- **Work instruction 1**: Print the Chipotle stock passage between "The market's swinging" and "week were overreactions.", inclusive.
- **Work instruction 2**: In the Chipotle stock passage, on what date does the company plan to close its restaurants for a few hours for an all-staff meeting?
- **Work instruction 3**: Write the next part of the Chipotle stock article, picking up after its final sentence.

- **Supplied passage**:
Shareholders of Chipotle Mexican Grill (NYSE:CMG) caught a break last week. The stock moved 15% higher on the week, rising as the stock market in general was selling off.
It didn't seem as if it would work out that way when the week began. The stock dipped below $400 in intraday trading on Tuesday, the first time we've seen that happen since the summer of 2013. That was before the stock experienced back-to-back days of 6% gains on Wednesday and Thursday, following that up with a nearly 5% pop on Friday.
Last week's pop and the prior week's 14% slide find the stock essentially back to where it was when the year began, but it's not as if we can say that it's been marching in place.
We know why the stock got clobbered during the first trading week of 2016. The toll of the widely publicized norovirus and E.coli outbreaks proved to be too much to its once-sterling reputation. The "food with integrity" company announced on Jan. 6 that comps for the holiday quarter would decline 14.6% since the prior year, a sharp downward revision from its warning a month earlier that comparable-restaurant sales would clock in with a decrease of 8% to 11%.
We also know why the stock got a boost last week. Chipotle had a highly anticipated presentation at the annual ICR Conference in Orlando last week, announcing there that it plans to shut down its restaurants for a few hours on Feb. 8 for an all-staff meeting to cover food safety and changes to its operating procedures.
The market's swinging high and low here, but investors need to sift through the volatility. The big drop two weeks ago and the big pop last week were overreactions.

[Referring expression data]

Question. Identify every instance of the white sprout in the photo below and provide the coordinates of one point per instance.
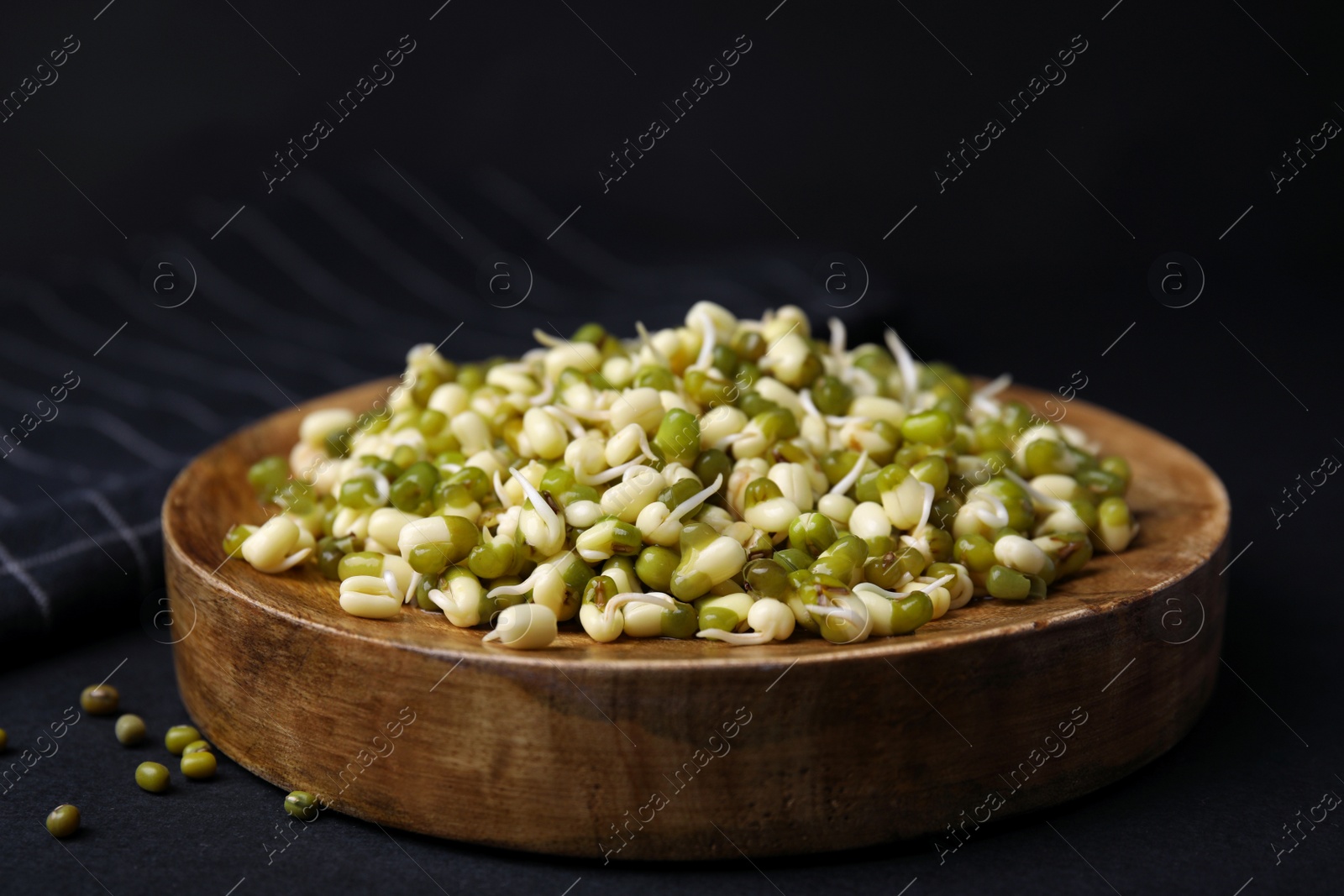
(546, 394)
(853, 476)
(909, 376)
(410, 589)
(522, 587)
(296, 558)
(554, 526)
(707, 340)
(1037, 495)
(566, 418)
(606, 476)
(691, 504)
(618, 600)
(837, 338)
(501, 492)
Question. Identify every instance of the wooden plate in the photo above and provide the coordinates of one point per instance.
(690, 750)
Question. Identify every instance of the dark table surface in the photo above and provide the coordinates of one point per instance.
(1200, 820)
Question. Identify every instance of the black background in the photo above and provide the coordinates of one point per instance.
(828, 134)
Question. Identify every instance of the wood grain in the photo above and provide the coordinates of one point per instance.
(562, 750)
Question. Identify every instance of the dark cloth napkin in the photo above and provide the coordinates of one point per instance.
(322, 289)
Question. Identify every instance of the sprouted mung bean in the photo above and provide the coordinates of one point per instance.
(64, 820)
(100, 700)
(131, 730)
(732, 479)
(178, 738)
(152, 777)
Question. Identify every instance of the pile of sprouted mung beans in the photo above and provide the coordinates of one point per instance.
(732, 479)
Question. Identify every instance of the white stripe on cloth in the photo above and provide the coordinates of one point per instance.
(123, 530)
(19, 573)
(66, 551)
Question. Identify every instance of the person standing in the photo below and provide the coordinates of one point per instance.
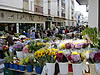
(32, 36)
(9, 39)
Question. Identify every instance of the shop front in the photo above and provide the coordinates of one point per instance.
(14, 22)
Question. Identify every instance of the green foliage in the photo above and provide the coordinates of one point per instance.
(34, 47)
(47, 39)
(29, 60)
(9, 57)
(92, 33)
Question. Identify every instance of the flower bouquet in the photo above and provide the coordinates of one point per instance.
(63, 63)
(75, 58)
(18, 48)
(50, 59)
(29, 60)
(39, 60)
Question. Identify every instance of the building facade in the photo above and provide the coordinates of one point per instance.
(20, 15)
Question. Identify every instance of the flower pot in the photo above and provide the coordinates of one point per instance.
(11, 65)
(93, 70)
(63, 68)
(19, 54)
(38, 70)
(51, 68)
(16, 67)
(77, 69)
(6, 65)
(21, 67)
(29, 68)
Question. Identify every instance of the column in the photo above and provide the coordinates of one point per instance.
(17, 27)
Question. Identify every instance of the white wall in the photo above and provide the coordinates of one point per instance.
(31, 6)
(93, 13)
(45, 7)
(53, 8)
(15, 5)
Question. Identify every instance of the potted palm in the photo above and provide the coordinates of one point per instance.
(50, 59)
(39, 60)
(18, 48)
(29, 60)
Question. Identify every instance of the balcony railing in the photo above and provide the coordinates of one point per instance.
(48, 11)
(38, 9)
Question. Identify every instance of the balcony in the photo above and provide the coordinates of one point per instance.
(48, 11)
(38, 9)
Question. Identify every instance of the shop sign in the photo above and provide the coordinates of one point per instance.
(49, 18)
(1, 14)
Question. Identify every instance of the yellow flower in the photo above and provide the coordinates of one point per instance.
(39, 54)
(88, 51)
(60, 52)
(42, 53)
(49, 53)
(53, 53)
(75, 53)
(39, 44)
(63, 46)
(55, 50)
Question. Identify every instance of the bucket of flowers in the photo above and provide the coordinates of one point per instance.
(9, 60)
(63, 62)
(94, 60)
(29, 60)
(39, 60)
(50, 59)
(75, 59)
(18, 48)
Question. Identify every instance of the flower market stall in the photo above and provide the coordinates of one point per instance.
(53, 56)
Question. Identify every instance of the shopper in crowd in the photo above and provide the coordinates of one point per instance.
(56, 30)
(36, 35)
(24, 33)
(28, 33)
(48, 33)
(32, 36)
(66, 30)
(9, 39)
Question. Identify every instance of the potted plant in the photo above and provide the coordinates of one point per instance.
(50, 59)
(18, 48)
(29, 60)
(63, 63)
(39, 60)
(9, 60)
(94, 58)
(75, 58)
(22, 65)
(16, 63)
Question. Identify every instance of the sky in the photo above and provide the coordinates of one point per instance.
(81, 8)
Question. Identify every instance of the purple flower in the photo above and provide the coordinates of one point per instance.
(76, 58)
(91, 55)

- **Task response 1**:
The market's swinging high and low here, but investors need to sift through the volatility. The big drop two weeks ago and the big pop last week were overreactions.

- **Task response 2**: Feb. 8

- **Task response 3**:
No one should've been surprised by Chipotle's abysmal quarter. It was on Dec. 4 that it guided the market to brace for an 8% to 11% dip in comps, but it was clear that Chipotle's problems were mounting as the quarter came to a close. Besides, as brutal as a 14.6% plunge in comps for a company that has done nothing but post positive results as a public company, it is being pitted against a 16.1% surge a year earlier and a 9.3% spike the holiday quarter before that.
There's also not a lot to get excited about last week's development. Closing all of its restaurants until 3 p.m. local time on Feb. 8 is mostly lip service. It doesn't have to do that to get its message across, and given the high employee turnover in the dining industry, it won't be long before your burrito is being rolled by an assembly line that wasn't there that day.
Last week's pop was mostly a sigh of relief for a former market darling that had given up too much ground before that. It kicked off last week trading 46% lower than its all-time peak this past summer. The bounce was natural after the wave of selling, and it will take more than just an all-staff meeting to woo customers back. Things will be great for shareholders when patrons do come back, but just saying that you want to reduce the risk of another outbreak to "near zero" and missing out on a day's lunch traffic isn't going to be enough. It's the first step. There will have to be many more steps in the future.